Data to use »
BEGIN

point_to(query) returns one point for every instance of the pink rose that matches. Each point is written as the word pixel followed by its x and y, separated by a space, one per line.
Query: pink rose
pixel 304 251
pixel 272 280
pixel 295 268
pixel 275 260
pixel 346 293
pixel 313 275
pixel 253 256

END

Directions for this task » May I have the entries returned exactly, with every line in place?

Exercise solution »
point_to(query) returns one point for every instance of the pink rose that matches. Each point is written as the word pixel followed by its x and y, separated by a space, one per line.
Query: pink rose
pixel 304 251
pixel 272 280
pixel 295 268
pixel 275 260
pixel 346 293
pixel 313 275
pixel 253 256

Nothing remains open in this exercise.